━━ Data for this task
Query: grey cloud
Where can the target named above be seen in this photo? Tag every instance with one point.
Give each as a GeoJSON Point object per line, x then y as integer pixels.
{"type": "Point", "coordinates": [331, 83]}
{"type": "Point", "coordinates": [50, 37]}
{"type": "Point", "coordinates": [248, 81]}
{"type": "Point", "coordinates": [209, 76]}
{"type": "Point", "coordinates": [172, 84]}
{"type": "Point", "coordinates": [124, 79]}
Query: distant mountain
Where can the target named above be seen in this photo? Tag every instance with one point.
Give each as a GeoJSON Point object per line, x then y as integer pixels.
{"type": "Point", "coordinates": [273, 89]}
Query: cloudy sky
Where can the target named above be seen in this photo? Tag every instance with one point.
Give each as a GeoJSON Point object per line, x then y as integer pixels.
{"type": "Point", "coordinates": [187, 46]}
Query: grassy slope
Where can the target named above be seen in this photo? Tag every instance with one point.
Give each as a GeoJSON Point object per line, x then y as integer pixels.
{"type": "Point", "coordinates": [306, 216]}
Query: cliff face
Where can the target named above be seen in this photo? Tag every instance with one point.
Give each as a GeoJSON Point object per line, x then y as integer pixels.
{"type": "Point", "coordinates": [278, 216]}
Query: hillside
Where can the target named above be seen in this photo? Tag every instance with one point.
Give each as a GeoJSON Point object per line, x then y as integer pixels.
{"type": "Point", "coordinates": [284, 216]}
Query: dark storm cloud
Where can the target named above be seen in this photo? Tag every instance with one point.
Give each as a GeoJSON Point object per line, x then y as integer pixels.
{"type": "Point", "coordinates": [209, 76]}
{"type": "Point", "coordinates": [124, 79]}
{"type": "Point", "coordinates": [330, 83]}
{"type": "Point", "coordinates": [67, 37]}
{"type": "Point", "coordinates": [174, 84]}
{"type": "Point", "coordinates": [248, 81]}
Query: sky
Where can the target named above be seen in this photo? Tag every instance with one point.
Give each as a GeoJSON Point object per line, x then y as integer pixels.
━━━━
Work order: Copy out each entry exactly, leaving nothing out.

Expected answer:
Query: grey cloud
Where can the target named above be seen in this photo? Tag every instance with one point.
Give each as a GeoJSON Point object per line, x then y as integer pixels.
{"type": "Point", "coordinates": [331, 83]}
{"type": "Point", "coordinates": [50, 37]}
{"type": "Point", "coordinates": [248, 81]}
{"type": "Point", "coordinates": [209, 76]}
{"type": "Point", "coordinates": [172, 84]}
{"type": "Point", "coordinates": [124, 79]}
Query: distant mountain
Where can the target named above be seen in this photo? Tag every instance with one point.
Give each as a GeoJSON Point object per line, x then y as integer pixels.
{"type": "Point", "coordinates": [273, 89]}
Query: cloudy sky
Where can the target named above be seen in this photo? Tag every instance with one point.
Give each as a GeoJSON Point object per line, x then y as integer pixels.
{"type": "Point", "coordinates": [187, 46]}
Query: grassy slope
Where can the target named above be seen in this photo? Tag every instance with one point.
Give each as a GeoJSON Point object per line, x then y as integer pixels.
{"type": "Point", "coordinates": [306, 216]}
Query: cliff face
Where can the target named above be seen in this photo? Tag every instance with one point.
Give each as a GeoJSON Point object per line, x then y as integer pixels.
{"type": "Point", "coordinates": [278, 216]}
Query: hillside
Where can the target named above be seen in this photo? Tag every instance with one point.
Give each as a GeoJSON Point object per line, x then y as integer pixels.
{"type": "Point", "coordinates": [284, 216]}
Query: dark storm cloud
Where can the target named above be seen in this photo? Tag every instance with one point.
Give each as a GeoJSON Point object per line, x then y as integer pixels.
{"type": "Point", "coordinates": [209, 76]}
{"type": "Point", "coordinates": [124, 79]}
{"type": "Point", "coordinates": [330, 83]}
{"type": "Point", "coordinates": [67, 37]}
{"type": "Point", "coordinates": [174, 84]}
{"type": "Point", "coordinates": [248, 81]}
Query: sky
Where can the target named above be seen in this photo? Tag every instance with one point.
Give each as a GeoJSON Point object per line, x then y as integer pixels.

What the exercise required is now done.